**Task to complete:** Lines with the word "locomotive" in them are the ones to copy from the records.

----

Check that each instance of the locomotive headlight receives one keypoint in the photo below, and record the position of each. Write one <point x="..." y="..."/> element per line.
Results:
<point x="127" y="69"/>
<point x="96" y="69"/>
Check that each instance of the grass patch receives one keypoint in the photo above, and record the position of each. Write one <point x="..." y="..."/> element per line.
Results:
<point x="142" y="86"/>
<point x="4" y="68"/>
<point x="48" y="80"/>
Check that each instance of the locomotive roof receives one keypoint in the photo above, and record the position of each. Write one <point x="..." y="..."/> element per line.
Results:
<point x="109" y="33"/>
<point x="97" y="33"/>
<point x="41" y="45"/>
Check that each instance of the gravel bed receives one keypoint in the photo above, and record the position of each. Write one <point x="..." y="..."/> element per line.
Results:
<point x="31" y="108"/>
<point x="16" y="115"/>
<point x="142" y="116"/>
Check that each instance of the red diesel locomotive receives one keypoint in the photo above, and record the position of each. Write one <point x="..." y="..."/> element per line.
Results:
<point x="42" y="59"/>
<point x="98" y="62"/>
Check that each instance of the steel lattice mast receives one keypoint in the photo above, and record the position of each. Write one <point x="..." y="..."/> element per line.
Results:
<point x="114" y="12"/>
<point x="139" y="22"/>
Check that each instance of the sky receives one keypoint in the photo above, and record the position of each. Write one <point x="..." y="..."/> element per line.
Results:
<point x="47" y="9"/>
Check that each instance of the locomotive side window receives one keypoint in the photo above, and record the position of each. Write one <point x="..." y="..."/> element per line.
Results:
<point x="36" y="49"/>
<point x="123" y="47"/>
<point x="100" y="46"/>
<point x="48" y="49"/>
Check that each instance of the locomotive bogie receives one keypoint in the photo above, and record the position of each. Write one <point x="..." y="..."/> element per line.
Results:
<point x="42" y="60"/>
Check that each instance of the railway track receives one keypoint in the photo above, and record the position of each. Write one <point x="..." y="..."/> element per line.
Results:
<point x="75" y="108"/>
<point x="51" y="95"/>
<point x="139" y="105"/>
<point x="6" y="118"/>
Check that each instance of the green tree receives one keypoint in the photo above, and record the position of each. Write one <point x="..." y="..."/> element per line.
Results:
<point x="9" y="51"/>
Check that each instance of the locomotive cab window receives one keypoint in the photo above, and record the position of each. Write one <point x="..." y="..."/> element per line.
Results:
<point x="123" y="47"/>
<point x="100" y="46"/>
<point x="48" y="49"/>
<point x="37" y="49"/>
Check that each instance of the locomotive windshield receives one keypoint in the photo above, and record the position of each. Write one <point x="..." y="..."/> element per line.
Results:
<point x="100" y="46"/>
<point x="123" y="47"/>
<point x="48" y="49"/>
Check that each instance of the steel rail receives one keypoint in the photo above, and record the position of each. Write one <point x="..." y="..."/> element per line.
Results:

----

**Answer to the exercise:**
Check that each instance of the locomotive headlight receives one keypoint in the photo below, and record the position of each. Write one <point x="..." y="..."/> element per line.
Check that each instance of the locomotive roof receives one keypoint in the photo above, and record the position of each. Write one <point x="..." y="..."/> element per line.
Check that each instance of the red diesel locomotive receives one keypoint in the photo above, and record the position of each. Write one <point x="..." y="..."/> element per line.
Check that each instance of the locomotive side window receives one keypoint in the photo above, and record the position of each. Write one <point x="..." y="..."/> element per line.
Check that each instance of the locomotive bogie receives one keypoint in the photo above, and record the position of each. Write one <point x="..." y="..."/> element per line.
Check that each instance of the locomotive cab window receives one keypoint in the photo above, and record the position of each. Write one <point x="..." y="..."/> element per line.
Check that each instance of the locomotive windshield receives one keypoint in the photo above, and record the position of each. Write one <point x="..." y="..."/> element per line.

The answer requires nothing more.